One of the advantages that the car
has over public transport is that it takes the passenger from A – B, door to-
door, no changes, no hassle. So as well as being the ultimate consumer product,
it is also convenient and easy. But with the costs of motoring rising, and
roads becoming more congested, the car is losing much of its shine. Urban
planners are focused on reducing the number of private vehicles on the road,
and getting travellers onto the public transport network. The challenge for
transport operators is how to give travellers as easy and comfortable a journey
as possible.
One element that would improve the
experience and encourage the shift from private to public transport would be to
improve the interchange between different stages in the passenger journey. The
need to interchange can arouse strong emotions in passengers – it is something
we’d rather avoid, it’s a moment of stress and uncertainty, it is a point where
we see the difference in service quality between the different parts of our
journey. Rarely have different operators invested in eliminating the gaps
created where two systems come together.
And complete journey is the
important concept. That is what we take. But on public transport different legs
are provided by different operators and take different forms. But each has to
work and work together for the journey to pan out.
The success of transport is about
multi-modal systems and making them work effectively. In the UK great steps are
being taken to integrate; in particular, HS2 offers opportunities to create
seamless interchanges which will be necessary to make the high-speed, high
volume, high frequency network operate reliably. HS2 has been designed from the ground-up with
the needs of passengers at the very heart of the trains and station
interchanges. In the Middle East places like
Jeddah are building a whole transport system in one go. Future smart cities
thinking may provide a platform to support all of this.
So getting it right is about
understanding those joins but across the piece – architecture & space,
service, information, etc. If we are to do interchange better they need to work
seamlessly together and be passenger focused – transport in the UK is run as a
commercial enterprise by individual organisations – hence interchange doesn’t
go as far as services waiting for a delayed inbound service. However, as
transport operators are increasingly seeing the commercial value in being more
passenger focussed , there is the prospect of change for the better when
collaboration between operators can deliver better interchanges within a
successful commercial model.
It’s about how we better support
journey planning. At the moment we still have to interact with each provider –
we can’t buy a door-to-door journey ticket. But why not? We don’t get many opportunities
when the interchange is free – e.g. in London if you make a journey by tube and
then transfer to bus you pay
twice…why? By contrast, Hong King has the Octopus card which does have the ability
to allow free interchange to a certain extent. Data is supporting the whole
journey planner although these are more often provided by third parties rather
than the actual service providers.

(Region labeling entries)
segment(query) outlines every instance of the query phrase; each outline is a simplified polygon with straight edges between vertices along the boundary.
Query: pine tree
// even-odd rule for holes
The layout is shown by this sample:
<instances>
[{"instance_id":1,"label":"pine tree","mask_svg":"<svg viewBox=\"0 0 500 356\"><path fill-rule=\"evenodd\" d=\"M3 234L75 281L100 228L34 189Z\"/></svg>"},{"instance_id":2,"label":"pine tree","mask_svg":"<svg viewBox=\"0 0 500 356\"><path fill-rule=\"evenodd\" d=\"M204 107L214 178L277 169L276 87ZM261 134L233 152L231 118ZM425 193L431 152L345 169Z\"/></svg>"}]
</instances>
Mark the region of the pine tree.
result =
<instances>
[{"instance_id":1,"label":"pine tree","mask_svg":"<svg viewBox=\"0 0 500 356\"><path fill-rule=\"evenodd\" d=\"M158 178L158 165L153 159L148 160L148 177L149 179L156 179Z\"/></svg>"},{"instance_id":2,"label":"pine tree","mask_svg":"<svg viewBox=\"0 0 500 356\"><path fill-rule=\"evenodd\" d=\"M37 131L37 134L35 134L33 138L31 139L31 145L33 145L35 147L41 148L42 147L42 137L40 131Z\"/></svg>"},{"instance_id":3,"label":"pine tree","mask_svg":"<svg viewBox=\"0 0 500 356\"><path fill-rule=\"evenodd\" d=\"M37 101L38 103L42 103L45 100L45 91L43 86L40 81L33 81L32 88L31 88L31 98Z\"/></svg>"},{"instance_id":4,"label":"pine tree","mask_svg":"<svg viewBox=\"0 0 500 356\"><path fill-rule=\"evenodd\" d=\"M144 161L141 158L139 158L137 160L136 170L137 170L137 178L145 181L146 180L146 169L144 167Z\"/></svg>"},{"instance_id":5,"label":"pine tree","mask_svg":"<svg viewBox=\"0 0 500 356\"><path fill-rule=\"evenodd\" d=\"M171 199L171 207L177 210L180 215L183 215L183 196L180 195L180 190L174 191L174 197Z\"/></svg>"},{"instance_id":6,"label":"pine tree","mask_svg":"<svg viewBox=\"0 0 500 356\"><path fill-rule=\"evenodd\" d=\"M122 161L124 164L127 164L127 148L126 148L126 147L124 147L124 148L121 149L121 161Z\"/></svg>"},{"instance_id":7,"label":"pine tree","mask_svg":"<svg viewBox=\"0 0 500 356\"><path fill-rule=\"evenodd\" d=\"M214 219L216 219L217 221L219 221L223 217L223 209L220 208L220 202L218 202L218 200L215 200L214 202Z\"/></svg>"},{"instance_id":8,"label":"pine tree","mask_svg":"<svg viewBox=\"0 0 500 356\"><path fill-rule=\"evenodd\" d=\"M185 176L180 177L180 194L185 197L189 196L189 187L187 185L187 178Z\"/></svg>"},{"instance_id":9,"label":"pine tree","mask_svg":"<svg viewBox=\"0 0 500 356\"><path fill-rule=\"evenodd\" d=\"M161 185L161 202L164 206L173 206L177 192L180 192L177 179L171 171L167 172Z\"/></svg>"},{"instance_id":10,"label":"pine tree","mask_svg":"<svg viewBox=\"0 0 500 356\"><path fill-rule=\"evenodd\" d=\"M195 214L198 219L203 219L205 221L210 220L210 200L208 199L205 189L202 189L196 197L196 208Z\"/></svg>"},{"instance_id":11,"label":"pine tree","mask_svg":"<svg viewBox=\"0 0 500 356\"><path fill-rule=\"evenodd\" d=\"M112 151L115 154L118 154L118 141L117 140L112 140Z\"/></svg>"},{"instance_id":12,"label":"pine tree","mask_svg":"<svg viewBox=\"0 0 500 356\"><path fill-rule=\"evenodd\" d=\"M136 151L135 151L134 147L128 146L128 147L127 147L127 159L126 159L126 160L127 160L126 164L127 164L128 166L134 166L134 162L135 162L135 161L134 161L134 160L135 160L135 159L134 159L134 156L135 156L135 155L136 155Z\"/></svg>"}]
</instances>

Challenge 1>
Print, word for word, everything in the passage on public transport interchange from "And complete journey" down to "to pan out.".
Challenge 2>
Carry on the passage about public transport interchange from the point at which it stops.
The records were obtained from a separate source.

Exercise result 1>
And complete journey is the
important concept. That is what we take. But on public transport different legs
are provided by different operators and take different forms. But each has to
work and work together for the journey to pan out.

Exercise result 2>
At the moment technology doesn’t
really support interchange in any meaningful way. We might have
some token efforts to provide some
information displays say in a station about the bus or metro service. The passenger
has to do the work to get real-time information. More apps are being developed,
again usually by third parties. But there are no real mechanisms to help
passengers respond to problems in real-time, or to rebook a leg of the journey,
for example. Integrated ticketing and data is needed.
There are also opportunities for
smarter technology. For example, if “the system” knows you are getting off at a
station to transfer to the local tram system, then a smart system might reserve
your train ticket to put you in a carriage near the right exit at the station.
There is a great opportunity to support passengers
better and great more personalized and adaptive services.
Then there is the physical
environment – how does the architecture and urban space help?
Fundamental is good wayfinding but
that can be extended into providing better information before arrival – such as the
process for queuing for taxi ranks which varies from one location to another.
As new stations and airports are
developed, they are usually well designed to accommodate future anticipated growth
in capacity. They sometimes perform less well in accommodating future
interchange growth – so the taxi rank or bus stops or cycle racks don’t have
similar space
to grow.
Often the problem for passengers is
it doesn’t feel like a single ecosystem. Each operator brand their bit differently,
has a different operational model so it behaves differently as the passenger
views it and critically the service quality will vary. The experience of say
arriving on a Virgin train and transferring to the tube or a bus puts you into
two very different experiences.
Key messages – getting interchange
right is key to great customer experience; making it work for passengers means
seeing it as an integrated journey and therefore focus on the joins; all the
bits have to work in harmony and this requires a change in service attitude
(providing a graceful & planned handover rather than being dumped on the
pavement!). The lesson service providers must learn is to look beyond their own
boundaries are consider the passengers journey end-end – that means looking
outwards rather than just within.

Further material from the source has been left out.